## DATA TO USE
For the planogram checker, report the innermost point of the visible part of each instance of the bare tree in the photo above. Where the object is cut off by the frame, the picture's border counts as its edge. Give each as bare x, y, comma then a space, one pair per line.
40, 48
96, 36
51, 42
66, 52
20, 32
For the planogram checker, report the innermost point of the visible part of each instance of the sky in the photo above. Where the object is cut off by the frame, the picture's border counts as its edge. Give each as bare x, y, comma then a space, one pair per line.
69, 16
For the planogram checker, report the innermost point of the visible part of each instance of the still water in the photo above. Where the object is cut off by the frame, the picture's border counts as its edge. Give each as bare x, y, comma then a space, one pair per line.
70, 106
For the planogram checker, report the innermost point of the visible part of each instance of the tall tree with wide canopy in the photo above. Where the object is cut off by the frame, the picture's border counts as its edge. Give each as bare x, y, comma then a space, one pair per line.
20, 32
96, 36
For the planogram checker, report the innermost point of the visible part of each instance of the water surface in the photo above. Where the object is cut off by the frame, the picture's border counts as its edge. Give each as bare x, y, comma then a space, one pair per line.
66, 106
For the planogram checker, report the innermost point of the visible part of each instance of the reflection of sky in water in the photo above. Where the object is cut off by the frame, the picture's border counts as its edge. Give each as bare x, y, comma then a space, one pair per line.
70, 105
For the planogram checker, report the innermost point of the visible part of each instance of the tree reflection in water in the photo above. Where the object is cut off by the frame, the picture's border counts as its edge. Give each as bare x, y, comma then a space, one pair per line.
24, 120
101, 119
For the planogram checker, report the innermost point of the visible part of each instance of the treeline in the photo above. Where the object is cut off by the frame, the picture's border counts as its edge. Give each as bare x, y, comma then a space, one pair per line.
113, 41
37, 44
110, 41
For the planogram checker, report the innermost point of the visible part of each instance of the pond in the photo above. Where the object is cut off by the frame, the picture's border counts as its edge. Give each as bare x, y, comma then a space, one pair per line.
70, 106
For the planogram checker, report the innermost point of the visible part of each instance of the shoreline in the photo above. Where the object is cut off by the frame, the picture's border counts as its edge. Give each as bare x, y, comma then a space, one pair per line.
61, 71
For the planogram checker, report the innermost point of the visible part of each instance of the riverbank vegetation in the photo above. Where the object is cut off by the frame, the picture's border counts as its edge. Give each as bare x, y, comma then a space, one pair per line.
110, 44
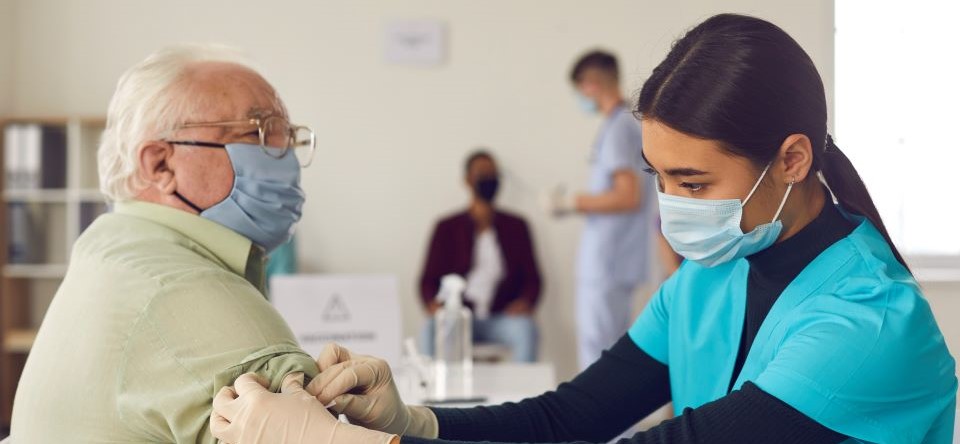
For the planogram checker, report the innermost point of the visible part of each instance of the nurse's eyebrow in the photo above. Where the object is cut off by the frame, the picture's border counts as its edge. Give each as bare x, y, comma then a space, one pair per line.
682, 171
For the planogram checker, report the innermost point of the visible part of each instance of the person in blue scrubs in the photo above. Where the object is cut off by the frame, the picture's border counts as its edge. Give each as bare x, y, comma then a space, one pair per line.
793, 319
617, 241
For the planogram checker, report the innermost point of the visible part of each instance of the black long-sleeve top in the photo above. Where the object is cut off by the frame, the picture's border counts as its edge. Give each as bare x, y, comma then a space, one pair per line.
626, 384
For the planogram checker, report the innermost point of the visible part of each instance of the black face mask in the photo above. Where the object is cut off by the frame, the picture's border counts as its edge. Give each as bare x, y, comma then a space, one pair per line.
486, 188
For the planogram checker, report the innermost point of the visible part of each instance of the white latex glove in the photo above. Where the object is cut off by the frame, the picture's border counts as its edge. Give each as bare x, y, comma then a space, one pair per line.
248, 413
363, 389
558, 202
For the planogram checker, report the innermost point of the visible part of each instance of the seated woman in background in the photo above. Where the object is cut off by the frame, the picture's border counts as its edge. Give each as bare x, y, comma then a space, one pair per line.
493, 251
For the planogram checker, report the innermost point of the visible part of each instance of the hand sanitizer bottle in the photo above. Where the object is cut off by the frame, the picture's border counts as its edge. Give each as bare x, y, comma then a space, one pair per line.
453, 341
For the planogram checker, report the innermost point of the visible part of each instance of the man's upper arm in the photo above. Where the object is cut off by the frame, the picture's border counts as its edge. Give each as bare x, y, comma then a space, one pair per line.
196, 336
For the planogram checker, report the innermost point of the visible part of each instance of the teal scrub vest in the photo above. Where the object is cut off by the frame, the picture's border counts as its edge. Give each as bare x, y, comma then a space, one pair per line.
850, 343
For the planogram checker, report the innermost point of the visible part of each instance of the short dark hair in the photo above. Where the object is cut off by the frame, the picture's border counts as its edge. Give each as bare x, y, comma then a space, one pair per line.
480, 153
596, 59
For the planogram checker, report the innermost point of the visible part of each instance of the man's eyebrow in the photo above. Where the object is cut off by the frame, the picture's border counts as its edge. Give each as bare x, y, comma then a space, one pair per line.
681, 171
260, 113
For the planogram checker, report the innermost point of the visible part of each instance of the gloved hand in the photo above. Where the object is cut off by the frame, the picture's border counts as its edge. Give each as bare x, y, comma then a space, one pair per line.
558, 202
363, 389
249, 413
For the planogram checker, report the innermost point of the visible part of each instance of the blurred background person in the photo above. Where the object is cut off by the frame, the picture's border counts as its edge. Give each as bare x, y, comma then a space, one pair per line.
493, 250
615, 247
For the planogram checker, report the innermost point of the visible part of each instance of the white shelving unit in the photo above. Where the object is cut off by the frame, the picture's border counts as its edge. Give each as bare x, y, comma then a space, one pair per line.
58, 216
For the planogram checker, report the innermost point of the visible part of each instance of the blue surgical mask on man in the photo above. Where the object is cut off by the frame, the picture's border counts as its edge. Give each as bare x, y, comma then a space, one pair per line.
708, 231
266, 201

## GOAL
Restate the data above word for word. Skip every picture.

## OUTPUT OF THE TASK
For the planogram checker, report the innermost point of the visible part of each instance of the bare tree in the photo above. Where the object is cut off by the frame, the picture's border counts as its edge. Give each as bare x, y, comma then a space, one pair per line.
40, 48
96, 36
51, 42
66, 52
20, 32
For the planogram checker, report the innermost point of the visible part of each instance of the sky in the photo above. Where the object is cut off by the frame, the picture's border counts as its edge. Give each as bare x, y, comma then a space, one pair per line.
69, 16
For the planogram checker, report the innermost point of the visible part of each instance of the still water in the photo above. Where the object is cut off by the frame, the picture's border counts as its edge. Give each as bare x, y, comma then a space, one pair per line.
70, 106
For the planogram checker, report the innermost point of the visible part of each instance of the tall tree with wide canopy in the photo above. Where the object is cut off by the frame, the picture's border counts as its edge. Give each as bare x, y, comma then a space, one pair per line.
20, 32
96, 36
For the planogram checker, report the innermost point of the visible part of each instance of the water surface in the photo above. Where the object is cut off by the frame, the picture's border counts as its edge. Give each as bare x, y, comma then a space, one pair per line.
66, 106
For the planogram checker, report the innermost point of the visible part of each instance of the reflection of sky in water in the photo above. Where the object is cut off by the frame, the picture's border counts as its edge. Give each as bare x, y, comma then a space, one pair per line.
70, 105
For the planogram checker, report the innermost point of the visible part of each instance of the tree reflection in water in the photo above. Where the object is cut off by the frame, the picture's border counts as its edge. Give each as bare x, y, comma then a space, one pair per line.
24, 120
101, 119
For the planogram checker, report the innermost point of the visible part of each instance of the treeline in the photo above. Where the object is cut off by the frame, the picture's border counts as its edge. Give each as bare x, y, comma then a space, one pair per line.
113, 41
37, 44
110, 41
For the planogram checker, report the innermost point of the visible part of each instance of the pond in the photo above. Where the object is cut off by the frame, the picture's border counts as its edge. Give each as bare x, y, comma then a space, one pair per line.
70, 106
For the planogram checker, report the innermost point of the visible part of each instance of the shoreline in the photo above. Where the object is cut off by the frame, the picture's border counts as its edge. Give each as bare x, y, comma then a space, one pair per line.
61, 71
For the planogram checker, report the innermost point of the visible part of each instance of the riverbank vegetation in the photo above. Where the object is cut off by the frame, the picture's border counts as its edge. Give each as bare x, y, comma then a space, one pair per line.
110, 44
For the planogram checker, report the innermost point of the visible part of each instance of the nurse's eyebrow in the photo above. Where the object is cut off by the frame, the picture's border counts as its edge. Give each as bare x, y, comma then a space, one pair per line.
682, 171
For the planogram checker, report the innermost point of the visible part of each instance of the person in blue scrubs in the photo above. Where the object is cut off by the frame, the picture's border counts as its edge. Give each as bare x, y, comma then a space, one pair per line.
793, 319
617, 241
For the planogram checker, report the innermost point of the visible part of each instance of the black long-sleeve top in the photo above. Where the object is cut off by the frame, the picture's border counts as its edge. Give each as bare x, y, comma then a space, one pair per line.
626, 384
For the planogram checker, report the innermost point of the visible part of each instance of the black face mask in the photo above. Where the object is cut off by the frame, the picture's border counts as its edge. Give each as bare x, y, comma then a space, one pair per line.
486, 188
For the planogram checker, report the innermost point of the visible part of each instance of the white latex glove in the photo above. Where the object is cut off by the frame, the picture's border counts as its edge. Give each as bare x, y, comma then a space, one pair per line.
248, 413
363, 389
558, 202
For the planogram checker, report the innermost point of the visible part of each instance of the seated woman in background in the photo above. Where the object is cut off by the frame, the picture's border counts as its edge. Give each as bare x, y, comma then a space, one pair per line.
493, 251
For the planogram checker, report the innermost point of the visible part of each instance of the hand sanitizer bottle in the photo above. Where the object is cut off by the frame, the picture's border counts as its edge. Give each as bare x, y, comma then a space, one pair per line.
453, 341
For the planogram checker, report the innermost point of the visible part of each instance of the man's upper arm in the photo above. Where the object is cut off by the frame, the picture's border counts as its edge. Give each as bare x, y, comma then a space, one pair per line.
196, 336
For the planogram checker, report the innermost point of the visible part of each instance of the teal scrub vest in the photo above. Where the object is cut off by the frame, the picture's border counts as its edge. Give each as bare x, y, comma then a space, one pair per line.
850, 343
For the planogram checker, report the innermost point of the visible part of each instance of the short dark hair in the photo above. Where the object is cut off by the frame, the picture's border counts as its edge. Give each as bare x, y, comma then a space, one pair per line.
480, 153
596, 59
For the planogram checker, report the innermost point of the visible part of each instance of the man's eyebrow in the photo above. Where the object is cut off by the frame, the picture's border counts as its edge. Give each as bare x, y, comma then a space, one pair per line.
681, 171
260, 113
For the planogram checker, report the innermost point of the visible part of each instance of the gloved hand in the photo above. Where the object is cut off by the frame, the picture's border counts as its edge. Give each as bare x, y, comma then a space, one pair per line.
558, 202
363, 389
249, 413
For the planogram checker, report the innermost point of the visible part of each instance of the blurred background person in the photo above. Where the object is cut off by the frame, the picture's border counts as its edge. Give each as bare x, y, comma then a space, one pair per line.
493, 250
615, 247
For the planogram checker, report the innermost point of the visible part of each instance of the white shelving unit in the photo above. Where the object is cut off by the frame, the picture's border counts as its edge. Give each as bare x, y, comma then a space, one pair per line.
58, 216
For the planogram checker, report the innermost point of the visible part of each instance of the blue surgical mask on man in the photo above. Where the object is cut off by the frame, the picture's border counts as its edge. Give each as bare x, y, comma then a space, one pair per line.
708, 231
266, 201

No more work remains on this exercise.